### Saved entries
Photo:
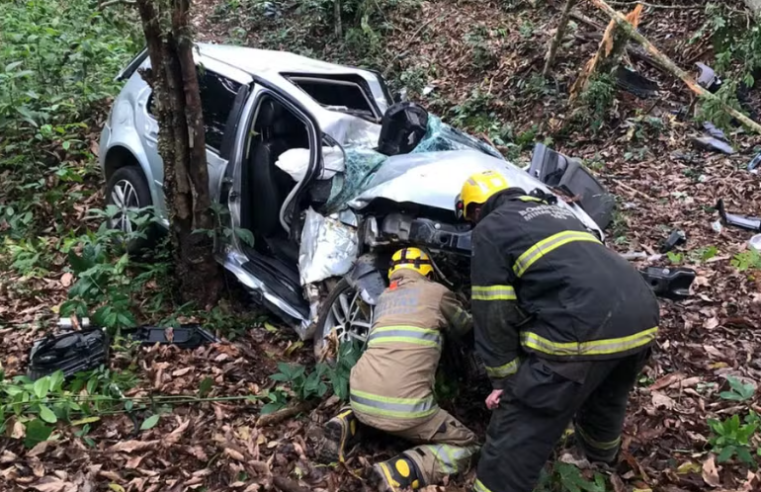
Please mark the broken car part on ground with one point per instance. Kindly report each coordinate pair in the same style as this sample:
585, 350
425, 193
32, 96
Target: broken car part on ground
321, 166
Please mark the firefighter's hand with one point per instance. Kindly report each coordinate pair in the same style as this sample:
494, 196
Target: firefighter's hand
492, 401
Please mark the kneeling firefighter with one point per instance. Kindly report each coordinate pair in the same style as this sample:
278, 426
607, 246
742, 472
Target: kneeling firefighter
562, 324
391, 385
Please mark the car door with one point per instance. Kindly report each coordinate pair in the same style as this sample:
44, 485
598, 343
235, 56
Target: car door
262, 89
223, 90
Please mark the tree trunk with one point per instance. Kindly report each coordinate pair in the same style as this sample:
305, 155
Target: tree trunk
670, 66
182, 146
755, 6
608, 56
558, 38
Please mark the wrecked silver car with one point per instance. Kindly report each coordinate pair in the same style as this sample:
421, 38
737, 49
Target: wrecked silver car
328, 174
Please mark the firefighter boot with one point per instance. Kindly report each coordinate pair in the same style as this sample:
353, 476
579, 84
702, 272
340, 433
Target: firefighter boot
395, 475
340, 437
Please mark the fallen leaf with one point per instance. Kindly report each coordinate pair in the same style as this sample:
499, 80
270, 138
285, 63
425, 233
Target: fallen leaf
175, 435
666, 381
39, 448
131, 446
710, 473
292, 347
181, 372
66, 279
660, 400
37, 467
8, 457
134, 462
234, 454
688, 467
49, 484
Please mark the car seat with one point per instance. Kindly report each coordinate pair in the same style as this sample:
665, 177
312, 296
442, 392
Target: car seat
268, 185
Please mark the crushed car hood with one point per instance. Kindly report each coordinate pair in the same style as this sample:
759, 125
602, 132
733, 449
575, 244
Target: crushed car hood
434, 179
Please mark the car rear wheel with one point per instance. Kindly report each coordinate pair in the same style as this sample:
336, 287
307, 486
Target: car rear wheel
128, 191
343, 317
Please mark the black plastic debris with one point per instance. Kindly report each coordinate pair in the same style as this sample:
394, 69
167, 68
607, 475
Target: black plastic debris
633, 82
671, 283
755, 162
711, 129
559, 171
184, 337
708, 78
676, 238
712, 143
70, 352
742, 221
403, 127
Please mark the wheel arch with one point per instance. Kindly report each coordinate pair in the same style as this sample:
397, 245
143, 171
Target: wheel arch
119, 156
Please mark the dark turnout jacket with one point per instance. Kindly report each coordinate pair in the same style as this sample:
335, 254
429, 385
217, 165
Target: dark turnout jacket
543, 284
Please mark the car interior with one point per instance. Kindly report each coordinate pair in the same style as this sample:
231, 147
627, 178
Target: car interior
274, 256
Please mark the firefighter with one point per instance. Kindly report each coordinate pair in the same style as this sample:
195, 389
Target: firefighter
391, 386
563, 325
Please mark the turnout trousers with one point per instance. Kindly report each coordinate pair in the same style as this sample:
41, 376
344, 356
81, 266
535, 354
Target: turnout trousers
538, 404
446, 446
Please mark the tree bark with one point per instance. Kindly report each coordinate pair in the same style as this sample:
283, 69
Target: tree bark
755, 6
558, 38
671, 66
608, 56
182, 146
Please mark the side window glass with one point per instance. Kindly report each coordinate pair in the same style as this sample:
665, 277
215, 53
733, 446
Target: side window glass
217, 99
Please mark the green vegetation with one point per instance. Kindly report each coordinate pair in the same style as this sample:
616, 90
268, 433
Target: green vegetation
566, 477
595, 102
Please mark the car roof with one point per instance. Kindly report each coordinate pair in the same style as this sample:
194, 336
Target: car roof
264, 62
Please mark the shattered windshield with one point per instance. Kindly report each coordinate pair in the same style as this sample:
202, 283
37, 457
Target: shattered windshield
366, 167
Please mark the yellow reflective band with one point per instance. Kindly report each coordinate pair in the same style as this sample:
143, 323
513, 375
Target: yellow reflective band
387, 474
478, 486
392, 407
599, 445
596, 347
526, 198
414, 341
404, 334
545, 246
505, 370
493, 293
361, 407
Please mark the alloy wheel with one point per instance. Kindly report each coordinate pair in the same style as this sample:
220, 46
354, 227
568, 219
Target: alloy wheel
124, 197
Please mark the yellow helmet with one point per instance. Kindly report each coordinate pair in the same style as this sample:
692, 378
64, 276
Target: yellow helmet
412, 259
477, 189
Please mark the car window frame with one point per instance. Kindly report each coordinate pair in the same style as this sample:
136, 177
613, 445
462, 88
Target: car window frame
228, 135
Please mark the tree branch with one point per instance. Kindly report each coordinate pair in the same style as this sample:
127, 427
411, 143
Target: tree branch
108, 3
671, 66
558, 38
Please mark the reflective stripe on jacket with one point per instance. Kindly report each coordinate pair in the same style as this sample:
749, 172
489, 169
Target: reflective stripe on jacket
543, 283
392, 384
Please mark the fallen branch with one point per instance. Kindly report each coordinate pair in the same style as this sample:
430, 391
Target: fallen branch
608, 55
287, 485
558, 38
671, 67
654, 6
114, 2
283, 414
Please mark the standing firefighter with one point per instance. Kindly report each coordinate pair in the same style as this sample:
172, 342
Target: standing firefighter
392, 384
563, 325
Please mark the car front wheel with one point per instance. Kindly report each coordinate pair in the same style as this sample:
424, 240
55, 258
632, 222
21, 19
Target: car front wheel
343, 317
128, 191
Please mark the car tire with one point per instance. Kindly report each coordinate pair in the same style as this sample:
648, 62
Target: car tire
342, 299
128, 189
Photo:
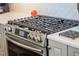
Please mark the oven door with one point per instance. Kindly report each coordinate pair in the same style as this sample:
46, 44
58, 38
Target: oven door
17, 47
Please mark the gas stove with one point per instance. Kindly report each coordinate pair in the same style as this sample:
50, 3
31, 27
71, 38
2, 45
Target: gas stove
31, 32
45, 23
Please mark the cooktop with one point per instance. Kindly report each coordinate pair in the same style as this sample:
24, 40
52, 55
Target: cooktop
46, 24
70, 34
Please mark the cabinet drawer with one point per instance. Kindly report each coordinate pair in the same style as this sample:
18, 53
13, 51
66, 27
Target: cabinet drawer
73, 51
57, 49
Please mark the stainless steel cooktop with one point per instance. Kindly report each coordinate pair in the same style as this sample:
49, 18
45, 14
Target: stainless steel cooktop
45, 23
70, 34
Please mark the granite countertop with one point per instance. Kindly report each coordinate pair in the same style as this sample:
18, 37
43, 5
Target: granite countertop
11, 16
65, 40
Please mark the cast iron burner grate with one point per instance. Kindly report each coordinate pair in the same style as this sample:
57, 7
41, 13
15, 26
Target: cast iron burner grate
70, 34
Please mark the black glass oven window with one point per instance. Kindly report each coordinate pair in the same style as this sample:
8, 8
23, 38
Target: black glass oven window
21, 33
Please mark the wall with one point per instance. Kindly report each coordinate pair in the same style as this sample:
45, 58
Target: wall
18, 10
64, 10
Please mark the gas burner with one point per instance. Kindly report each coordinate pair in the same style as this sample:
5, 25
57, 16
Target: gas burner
46, 23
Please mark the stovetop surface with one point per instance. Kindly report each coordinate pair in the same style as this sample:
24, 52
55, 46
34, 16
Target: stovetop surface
47, 24
70, 34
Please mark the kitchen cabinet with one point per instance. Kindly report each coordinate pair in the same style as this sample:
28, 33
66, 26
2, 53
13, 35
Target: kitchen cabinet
3, 45
57, 49
73, 51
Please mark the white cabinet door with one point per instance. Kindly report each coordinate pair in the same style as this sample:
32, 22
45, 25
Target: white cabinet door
57, 49
3, 45
73, 51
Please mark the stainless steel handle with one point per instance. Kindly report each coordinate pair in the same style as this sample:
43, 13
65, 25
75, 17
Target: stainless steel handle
24, 46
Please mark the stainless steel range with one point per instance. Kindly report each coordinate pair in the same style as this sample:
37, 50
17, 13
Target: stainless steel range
30, 33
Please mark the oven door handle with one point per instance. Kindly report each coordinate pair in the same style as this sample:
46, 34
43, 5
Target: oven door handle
24, 46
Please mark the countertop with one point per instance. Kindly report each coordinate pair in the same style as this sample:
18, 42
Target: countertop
11, 16
65, 40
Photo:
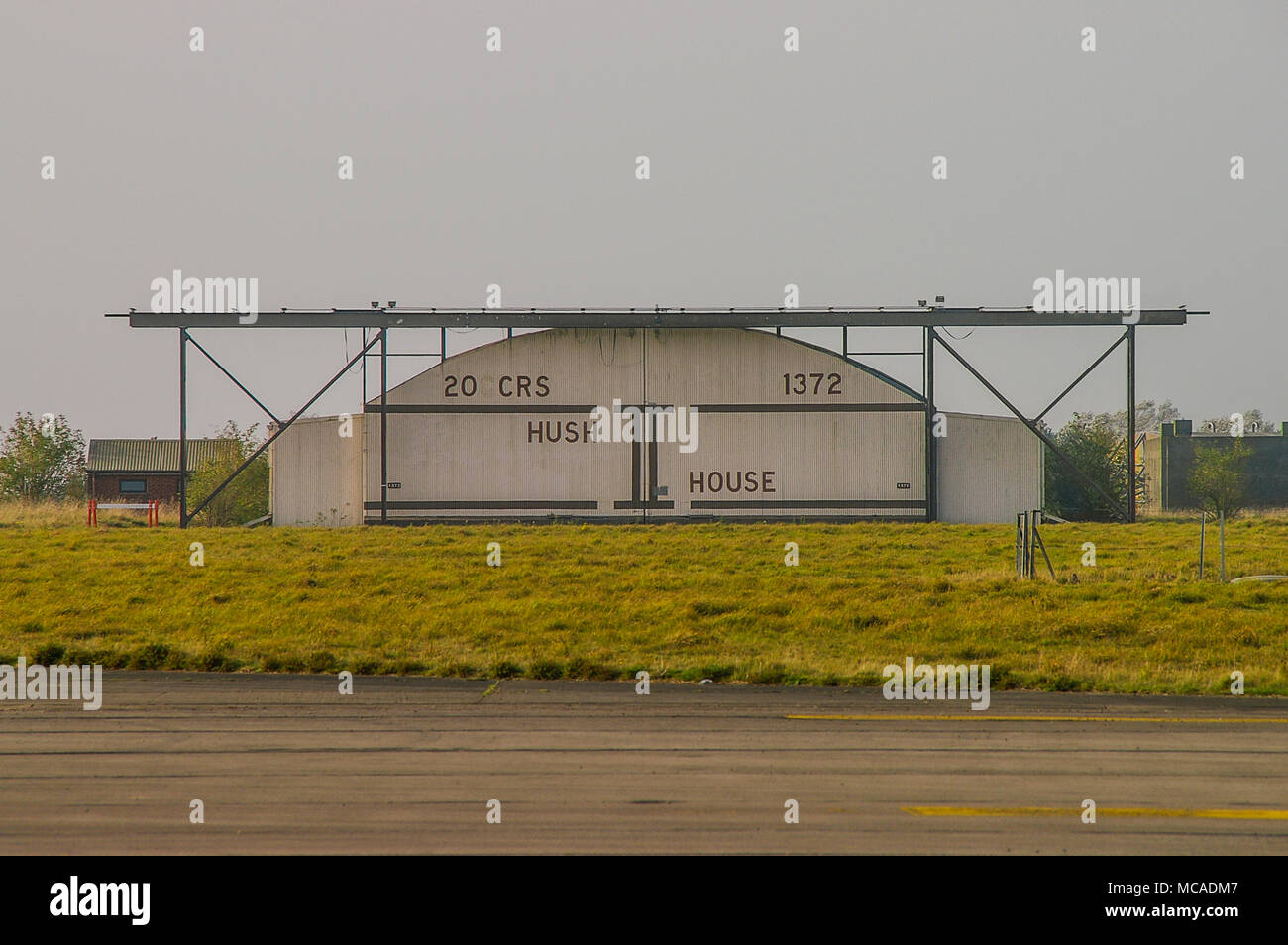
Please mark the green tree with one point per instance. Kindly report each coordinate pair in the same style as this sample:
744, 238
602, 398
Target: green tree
1216, 476
245, 497
43, 460
1096, 447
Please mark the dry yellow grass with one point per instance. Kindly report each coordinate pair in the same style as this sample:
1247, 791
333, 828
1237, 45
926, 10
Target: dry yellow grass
683, 601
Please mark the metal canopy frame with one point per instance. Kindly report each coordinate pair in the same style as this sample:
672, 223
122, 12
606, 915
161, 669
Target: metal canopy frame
926, 317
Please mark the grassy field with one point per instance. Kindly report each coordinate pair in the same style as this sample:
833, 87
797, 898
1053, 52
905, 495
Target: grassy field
683, 601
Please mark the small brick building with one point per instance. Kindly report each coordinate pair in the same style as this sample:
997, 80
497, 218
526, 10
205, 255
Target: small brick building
142, 471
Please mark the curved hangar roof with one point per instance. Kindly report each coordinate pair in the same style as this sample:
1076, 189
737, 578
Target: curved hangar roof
773, 429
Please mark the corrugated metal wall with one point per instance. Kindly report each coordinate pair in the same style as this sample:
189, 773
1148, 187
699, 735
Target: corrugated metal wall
990, 469
317, 473
784, 430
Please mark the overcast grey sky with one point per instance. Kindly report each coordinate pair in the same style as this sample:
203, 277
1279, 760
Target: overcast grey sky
518, 167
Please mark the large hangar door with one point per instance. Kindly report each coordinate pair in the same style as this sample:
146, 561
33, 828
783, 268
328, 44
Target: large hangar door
505, 432
784, 429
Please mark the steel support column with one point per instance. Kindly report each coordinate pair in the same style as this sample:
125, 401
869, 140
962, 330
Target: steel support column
1055, 448
1131, 422
384, 425
279, 430
931, 459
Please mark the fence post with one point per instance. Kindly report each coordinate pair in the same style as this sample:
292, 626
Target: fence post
1223, 546
1202, 531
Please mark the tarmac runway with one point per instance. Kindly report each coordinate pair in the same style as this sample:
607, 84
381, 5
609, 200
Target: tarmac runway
406, 765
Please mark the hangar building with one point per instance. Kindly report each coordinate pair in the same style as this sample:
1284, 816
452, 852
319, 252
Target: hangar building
784, 430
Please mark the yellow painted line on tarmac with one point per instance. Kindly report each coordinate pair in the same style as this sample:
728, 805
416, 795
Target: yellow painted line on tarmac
984, 717
1202, 814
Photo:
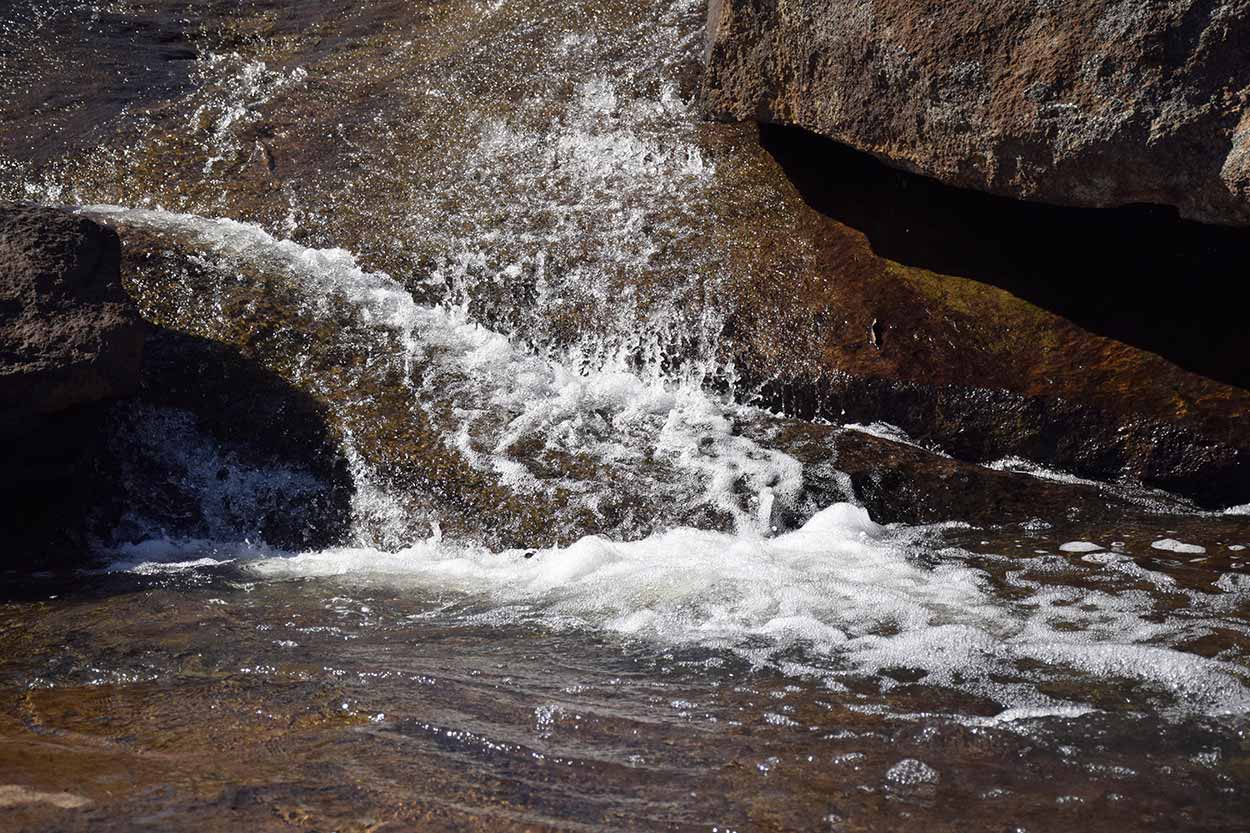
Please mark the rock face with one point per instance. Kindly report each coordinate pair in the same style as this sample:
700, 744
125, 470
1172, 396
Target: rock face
1090, 103
69, 334
70, 340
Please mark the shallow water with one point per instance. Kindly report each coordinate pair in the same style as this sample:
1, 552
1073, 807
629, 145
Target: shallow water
450, 689
735, 649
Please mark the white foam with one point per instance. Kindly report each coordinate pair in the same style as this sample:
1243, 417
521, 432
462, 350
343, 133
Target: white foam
601, 407
1173, 545
844, 592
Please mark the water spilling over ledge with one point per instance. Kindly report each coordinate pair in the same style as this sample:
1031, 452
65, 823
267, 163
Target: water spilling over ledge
513, 450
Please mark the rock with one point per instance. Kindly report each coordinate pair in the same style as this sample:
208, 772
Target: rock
1069, 101
70, 340
69, 334
1001, 328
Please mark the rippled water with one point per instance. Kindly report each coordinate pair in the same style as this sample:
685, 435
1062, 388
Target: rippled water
735, 651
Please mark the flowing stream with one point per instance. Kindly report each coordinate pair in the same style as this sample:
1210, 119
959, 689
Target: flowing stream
729, 648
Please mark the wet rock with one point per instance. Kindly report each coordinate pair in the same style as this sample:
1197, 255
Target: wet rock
70, 340
1001, 329
1074, 101
69, 334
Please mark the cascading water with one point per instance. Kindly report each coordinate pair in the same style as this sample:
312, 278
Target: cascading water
579, 580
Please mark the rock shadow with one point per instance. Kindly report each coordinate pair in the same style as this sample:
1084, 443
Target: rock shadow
214, 445
1135, 274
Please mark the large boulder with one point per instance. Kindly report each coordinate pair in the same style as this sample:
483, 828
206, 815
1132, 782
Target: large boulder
69, 334
1090, 103
70, 342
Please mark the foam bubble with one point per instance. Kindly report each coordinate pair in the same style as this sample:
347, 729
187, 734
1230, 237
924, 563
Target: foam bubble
1173, 545
849, 595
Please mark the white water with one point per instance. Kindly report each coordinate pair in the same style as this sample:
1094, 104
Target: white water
839, 597
596, 405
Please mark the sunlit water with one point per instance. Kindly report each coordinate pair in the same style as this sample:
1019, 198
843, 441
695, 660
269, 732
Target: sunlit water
750, 674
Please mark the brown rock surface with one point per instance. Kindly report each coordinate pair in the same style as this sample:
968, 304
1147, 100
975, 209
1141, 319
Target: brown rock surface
69, 334
1085, 103
70, 340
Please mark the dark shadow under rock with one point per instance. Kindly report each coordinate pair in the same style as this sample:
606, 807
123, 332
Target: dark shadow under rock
218, 447
986, 328
1136, 274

### Work instruction
Give an exact copy of every line from the one holding "Please mark the dark shadow" through the end of the records, both included, and no other lines.

### Exercise answer
Please mark the dark shadow under rock with one point per instance. Kindly report each coordinate pair in the same style as this sample:
606, 807
123, 332
Target: dark shadow under rock
218, 447
986, 328
1136, 274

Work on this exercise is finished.